● What needs to be done
Pull out each line of the material below that contains the string "exact". Case counts.

Stored data
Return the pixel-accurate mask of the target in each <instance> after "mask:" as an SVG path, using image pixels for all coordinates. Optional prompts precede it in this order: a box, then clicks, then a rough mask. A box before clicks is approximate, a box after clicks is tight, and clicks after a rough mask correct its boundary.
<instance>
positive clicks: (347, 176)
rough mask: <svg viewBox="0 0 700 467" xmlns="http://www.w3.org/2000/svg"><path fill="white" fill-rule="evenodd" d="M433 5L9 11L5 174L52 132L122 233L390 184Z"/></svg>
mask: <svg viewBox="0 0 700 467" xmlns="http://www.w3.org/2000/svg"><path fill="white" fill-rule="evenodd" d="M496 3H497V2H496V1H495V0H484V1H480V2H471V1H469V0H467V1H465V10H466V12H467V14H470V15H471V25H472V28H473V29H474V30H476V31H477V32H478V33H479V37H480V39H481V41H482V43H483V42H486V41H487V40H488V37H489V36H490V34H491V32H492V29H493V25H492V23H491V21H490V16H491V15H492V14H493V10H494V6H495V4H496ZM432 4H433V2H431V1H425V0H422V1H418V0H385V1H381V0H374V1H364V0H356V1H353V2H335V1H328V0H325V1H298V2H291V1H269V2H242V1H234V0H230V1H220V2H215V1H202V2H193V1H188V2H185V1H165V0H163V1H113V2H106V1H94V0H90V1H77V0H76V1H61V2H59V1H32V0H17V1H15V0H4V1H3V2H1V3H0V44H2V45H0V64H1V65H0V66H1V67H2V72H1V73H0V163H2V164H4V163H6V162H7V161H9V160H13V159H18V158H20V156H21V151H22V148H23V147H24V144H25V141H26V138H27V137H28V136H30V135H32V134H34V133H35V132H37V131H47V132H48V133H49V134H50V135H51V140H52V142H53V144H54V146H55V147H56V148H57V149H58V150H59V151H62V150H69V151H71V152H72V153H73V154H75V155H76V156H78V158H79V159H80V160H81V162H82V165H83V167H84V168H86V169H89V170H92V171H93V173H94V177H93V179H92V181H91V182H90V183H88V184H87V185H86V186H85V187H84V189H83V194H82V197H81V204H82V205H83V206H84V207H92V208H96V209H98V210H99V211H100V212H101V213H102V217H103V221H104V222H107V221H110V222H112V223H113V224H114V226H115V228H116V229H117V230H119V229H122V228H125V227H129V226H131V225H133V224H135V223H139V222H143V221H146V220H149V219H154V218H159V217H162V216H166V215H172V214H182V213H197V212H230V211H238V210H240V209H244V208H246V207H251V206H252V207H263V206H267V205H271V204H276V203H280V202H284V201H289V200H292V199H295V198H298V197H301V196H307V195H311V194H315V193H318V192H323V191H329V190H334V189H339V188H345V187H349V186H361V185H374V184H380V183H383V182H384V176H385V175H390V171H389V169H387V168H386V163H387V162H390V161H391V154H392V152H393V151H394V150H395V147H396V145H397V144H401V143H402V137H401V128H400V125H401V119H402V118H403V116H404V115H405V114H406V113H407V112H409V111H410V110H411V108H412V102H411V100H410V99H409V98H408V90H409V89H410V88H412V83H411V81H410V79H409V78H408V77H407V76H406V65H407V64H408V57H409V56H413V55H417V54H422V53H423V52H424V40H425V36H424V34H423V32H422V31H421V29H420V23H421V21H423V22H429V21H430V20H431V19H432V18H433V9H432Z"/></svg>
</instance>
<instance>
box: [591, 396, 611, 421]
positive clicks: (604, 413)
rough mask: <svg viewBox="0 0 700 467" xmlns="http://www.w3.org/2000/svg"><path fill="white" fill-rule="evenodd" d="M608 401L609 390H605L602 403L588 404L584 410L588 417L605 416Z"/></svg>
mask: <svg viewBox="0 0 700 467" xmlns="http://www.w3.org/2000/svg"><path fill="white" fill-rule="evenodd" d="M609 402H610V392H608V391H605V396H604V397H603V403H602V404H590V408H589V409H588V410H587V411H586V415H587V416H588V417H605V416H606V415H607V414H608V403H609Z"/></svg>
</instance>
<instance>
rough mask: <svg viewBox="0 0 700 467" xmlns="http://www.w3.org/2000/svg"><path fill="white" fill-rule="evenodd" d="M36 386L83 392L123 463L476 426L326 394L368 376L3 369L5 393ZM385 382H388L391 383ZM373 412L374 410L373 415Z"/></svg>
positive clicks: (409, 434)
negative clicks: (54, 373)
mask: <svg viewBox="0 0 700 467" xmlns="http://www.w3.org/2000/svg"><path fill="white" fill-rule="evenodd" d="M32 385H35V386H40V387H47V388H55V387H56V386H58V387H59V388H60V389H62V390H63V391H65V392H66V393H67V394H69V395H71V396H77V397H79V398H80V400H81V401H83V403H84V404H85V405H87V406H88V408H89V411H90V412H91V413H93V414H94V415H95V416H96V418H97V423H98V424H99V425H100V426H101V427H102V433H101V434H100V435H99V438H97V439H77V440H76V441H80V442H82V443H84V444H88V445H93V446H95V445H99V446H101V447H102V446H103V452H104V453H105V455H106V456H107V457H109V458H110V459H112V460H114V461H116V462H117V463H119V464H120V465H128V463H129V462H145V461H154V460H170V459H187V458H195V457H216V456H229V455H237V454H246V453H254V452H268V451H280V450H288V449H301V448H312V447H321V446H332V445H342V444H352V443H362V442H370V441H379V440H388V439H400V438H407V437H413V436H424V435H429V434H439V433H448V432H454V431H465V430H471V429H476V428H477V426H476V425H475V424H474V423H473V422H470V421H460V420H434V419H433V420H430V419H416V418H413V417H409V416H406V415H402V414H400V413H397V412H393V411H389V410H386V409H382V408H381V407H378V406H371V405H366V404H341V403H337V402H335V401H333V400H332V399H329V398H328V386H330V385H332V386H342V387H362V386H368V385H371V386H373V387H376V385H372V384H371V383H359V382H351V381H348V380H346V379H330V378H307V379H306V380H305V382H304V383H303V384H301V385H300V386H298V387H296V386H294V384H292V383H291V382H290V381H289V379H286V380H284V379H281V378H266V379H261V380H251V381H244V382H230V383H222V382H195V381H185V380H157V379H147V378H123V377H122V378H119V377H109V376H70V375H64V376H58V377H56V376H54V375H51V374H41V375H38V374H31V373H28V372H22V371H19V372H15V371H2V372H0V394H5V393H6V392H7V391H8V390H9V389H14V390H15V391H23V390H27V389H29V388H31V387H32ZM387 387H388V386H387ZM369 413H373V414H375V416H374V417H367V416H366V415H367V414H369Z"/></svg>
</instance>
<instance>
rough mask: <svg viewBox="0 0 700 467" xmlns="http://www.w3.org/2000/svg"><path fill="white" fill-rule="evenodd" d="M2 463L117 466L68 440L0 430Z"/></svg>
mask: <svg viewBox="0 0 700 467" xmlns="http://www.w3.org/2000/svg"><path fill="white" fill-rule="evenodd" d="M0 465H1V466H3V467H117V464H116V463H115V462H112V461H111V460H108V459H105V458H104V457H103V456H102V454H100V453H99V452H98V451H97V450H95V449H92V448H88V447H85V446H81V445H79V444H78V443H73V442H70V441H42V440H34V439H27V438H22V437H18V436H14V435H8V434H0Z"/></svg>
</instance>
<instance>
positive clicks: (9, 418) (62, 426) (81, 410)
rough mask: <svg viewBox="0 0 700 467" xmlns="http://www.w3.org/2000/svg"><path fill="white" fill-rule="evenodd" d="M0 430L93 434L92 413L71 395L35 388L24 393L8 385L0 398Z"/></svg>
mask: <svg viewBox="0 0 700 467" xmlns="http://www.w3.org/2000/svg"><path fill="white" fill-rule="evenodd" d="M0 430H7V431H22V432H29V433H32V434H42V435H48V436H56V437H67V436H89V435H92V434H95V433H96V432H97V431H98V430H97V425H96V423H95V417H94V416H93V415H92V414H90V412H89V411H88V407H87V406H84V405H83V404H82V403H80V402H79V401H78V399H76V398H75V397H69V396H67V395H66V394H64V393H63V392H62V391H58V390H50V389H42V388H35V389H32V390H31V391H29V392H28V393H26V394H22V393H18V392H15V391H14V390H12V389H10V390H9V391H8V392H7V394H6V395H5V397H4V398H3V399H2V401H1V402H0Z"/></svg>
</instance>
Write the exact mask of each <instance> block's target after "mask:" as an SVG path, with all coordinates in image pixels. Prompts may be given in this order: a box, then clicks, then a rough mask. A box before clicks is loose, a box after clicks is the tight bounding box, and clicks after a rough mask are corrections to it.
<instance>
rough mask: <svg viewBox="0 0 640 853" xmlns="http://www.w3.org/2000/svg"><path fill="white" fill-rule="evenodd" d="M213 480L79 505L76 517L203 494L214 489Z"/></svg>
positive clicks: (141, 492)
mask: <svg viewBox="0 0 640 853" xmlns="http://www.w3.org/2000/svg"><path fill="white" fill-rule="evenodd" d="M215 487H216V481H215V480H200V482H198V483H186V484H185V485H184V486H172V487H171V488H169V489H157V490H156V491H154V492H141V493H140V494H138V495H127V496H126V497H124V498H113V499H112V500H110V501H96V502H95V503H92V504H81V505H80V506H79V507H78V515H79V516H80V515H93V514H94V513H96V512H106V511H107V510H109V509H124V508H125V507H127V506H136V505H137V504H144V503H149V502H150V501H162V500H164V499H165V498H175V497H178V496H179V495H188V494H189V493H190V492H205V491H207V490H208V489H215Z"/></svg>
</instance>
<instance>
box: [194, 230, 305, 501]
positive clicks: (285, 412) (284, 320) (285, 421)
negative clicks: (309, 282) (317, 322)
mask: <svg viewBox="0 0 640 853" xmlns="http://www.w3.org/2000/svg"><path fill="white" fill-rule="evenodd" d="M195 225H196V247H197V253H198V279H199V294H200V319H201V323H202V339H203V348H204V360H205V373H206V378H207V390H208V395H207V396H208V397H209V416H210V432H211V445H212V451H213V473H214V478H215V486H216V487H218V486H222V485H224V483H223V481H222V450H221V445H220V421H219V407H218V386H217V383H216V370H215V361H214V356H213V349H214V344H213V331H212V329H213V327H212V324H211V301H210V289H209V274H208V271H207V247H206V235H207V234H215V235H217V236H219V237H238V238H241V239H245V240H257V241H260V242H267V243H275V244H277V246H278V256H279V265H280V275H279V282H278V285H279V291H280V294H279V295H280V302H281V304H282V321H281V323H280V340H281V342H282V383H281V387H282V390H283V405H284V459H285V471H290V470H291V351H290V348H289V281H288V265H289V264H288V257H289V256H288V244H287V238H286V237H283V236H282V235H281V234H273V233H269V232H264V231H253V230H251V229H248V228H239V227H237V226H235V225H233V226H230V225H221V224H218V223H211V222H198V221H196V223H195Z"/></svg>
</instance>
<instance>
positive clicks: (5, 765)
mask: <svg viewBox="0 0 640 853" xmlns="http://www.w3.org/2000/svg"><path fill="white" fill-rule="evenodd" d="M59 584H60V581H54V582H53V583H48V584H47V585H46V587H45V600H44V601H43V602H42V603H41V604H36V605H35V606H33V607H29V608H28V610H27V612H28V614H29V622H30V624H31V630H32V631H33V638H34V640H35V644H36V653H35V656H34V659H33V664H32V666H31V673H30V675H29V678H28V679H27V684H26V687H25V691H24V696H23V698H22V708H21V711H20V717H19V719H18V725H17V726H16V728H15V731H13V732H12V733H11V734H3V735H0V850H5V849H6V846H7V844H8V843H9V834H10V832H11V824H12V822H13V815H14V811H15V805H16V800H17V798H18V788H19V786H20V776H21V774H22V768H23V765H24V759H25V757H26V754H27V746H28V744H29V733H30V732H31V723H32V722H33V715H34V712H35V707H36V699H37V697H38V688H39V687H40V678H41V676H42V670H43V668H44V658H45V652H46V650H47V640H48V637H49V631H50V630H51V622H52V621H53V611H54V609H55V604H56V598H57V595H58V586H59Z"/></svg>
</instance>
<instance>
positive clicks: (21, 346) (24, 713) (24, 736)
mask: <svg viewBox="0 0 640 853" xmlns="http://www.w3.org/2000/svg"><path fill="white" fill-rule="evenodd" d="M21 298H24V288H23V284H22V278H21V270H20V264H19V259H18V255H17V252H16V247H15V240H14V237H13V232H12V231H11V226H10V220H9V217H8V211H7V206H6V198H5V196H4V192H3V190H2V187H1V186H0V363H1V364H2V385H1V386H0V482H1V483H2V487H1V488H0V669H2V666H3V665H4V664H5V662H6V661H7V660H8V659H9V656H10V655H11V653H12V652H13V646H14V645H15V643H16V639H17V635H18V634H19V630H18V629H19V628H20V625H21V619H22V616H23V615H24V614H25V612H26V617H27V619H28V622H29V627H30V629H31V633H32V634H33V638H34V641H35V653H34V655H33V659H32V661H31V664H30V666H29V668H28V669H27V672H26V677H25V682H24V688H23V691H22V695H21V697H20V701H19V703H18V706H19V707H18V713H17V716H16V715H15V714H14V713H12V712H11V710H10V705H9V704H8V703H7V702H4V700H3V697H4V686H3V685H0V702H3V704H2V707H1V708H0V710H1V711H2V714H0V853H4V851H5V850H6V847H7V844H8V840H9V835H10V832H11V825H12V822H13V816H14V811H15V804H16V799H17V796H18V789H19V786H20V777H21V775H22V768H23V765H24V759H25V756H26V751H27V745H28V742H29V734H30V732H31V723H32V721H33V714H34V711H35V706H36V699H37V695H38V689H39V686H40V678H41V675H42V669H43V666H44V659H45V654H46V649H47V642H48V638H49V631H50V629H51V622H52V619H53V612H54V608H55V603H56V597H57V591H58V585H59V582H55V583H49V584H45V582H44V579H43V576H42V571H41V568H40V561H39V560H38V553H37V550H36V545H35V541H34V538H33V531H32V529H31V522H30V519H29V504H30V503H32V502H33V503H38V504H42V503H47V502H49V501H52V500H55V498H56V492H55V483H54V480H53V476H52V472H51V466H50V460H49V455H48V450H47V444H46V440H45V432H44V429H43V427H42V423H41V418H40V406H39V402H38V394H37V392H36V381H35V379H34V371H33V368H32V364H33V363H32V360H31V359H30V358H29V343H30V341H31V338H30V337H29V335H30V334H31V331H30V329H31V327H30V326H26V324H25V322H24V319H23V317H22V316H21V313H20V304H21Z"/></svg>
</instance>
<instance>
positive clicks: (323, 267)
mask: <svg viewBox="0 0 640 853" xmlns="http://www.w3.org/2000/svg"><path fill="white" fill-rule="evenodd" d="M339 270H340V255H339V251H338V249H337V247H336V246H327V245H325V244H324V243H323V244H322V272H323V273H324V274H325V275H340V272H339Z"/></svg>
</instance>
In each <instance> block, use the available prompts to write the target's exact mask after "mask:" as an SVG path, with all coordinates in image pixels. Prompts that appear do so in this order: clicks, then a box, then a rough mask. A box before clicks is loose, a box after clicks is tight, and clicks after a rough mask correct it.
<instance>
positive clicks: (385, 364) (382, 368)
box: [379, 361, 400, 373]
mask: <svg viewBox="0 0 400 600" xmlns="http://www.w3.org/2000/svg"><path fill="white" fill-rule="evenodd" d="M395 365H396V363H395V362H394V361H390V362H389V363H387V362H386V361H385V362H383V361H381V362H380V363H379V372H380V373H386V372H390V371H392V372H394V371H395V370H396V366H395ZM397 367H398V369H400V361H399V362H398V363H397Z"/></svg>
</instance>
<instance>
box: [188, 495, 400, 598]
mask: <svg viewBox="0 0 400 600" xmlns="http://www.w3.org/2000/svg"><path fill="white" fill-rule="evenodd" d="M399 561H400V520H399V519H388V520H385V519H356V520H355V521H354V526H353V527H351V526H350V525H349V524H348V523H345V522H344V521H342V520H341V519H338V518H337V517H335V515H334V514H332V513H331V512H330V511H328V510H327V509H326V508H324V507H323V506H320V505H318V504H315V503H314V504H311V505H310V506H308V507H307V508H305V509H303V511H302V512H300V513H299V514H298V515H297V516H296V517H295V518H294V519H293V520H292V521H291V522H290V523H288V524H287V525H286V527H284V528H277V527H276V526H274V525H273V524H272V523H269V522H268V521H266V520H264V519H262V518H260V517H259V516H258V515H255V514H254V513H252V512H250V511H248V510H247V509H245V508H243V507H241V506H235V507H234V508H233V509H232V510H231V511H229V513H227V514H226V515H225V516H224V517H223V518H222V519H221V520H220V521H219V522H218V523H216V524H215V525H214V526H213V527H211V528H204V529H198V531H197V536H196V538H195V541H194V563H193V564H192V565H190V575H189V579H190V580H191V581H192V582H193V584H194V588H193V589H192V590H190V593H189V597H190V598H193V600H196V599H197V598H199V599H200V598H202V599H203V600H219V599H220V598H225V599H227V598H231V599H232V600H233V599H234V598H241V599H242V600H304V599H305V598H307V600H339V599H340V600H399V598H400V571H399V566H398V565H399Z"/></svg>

● Answer space
Write the exact mask of each <instance> block's target after "mask:" as an SVG path, with all coordinates in image pixels. Prompts may be given in this order: a box, then clicks, then a rough mask. A box before clicks is loose, a box after clicks is the tight bounding box, and clicks after a rough mask are corrections to it.
In each <instance> block, use the available prompts to write the target's exact mask after "mask:" as an SVG path, with all coordinates in image pixels. Prompts that appear do so in this order: clicks, then a box, then a rough mask. A box before clicks is loose, a box after clicks is tight, and clicks after a rough mask correct it.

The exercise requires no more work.